• Data section:
▬▬▬▬▬▬▬▬▬▬
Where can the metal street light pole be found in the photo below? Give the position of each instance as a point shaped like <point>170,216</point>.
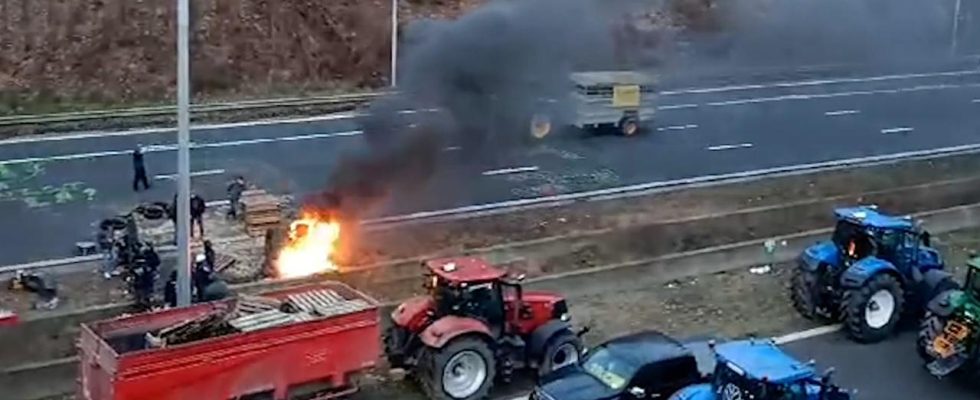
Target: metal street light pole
<point>956,28</point>
<point>394,43</point>
<point>183,155</point>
▬▬▬▬▬▬▬▬▬▬
• Work to be completed: Repeat the data in full and exactly. Omit pictures.

• Complete answer:
Where can the metal street light pole be found in the photo below? Give the position of each instance as a point shaped like <point>170,216</point>.
Target: metal street light pole
<point>956,28</point>
<point>394,43</point>
<point>183,155</point>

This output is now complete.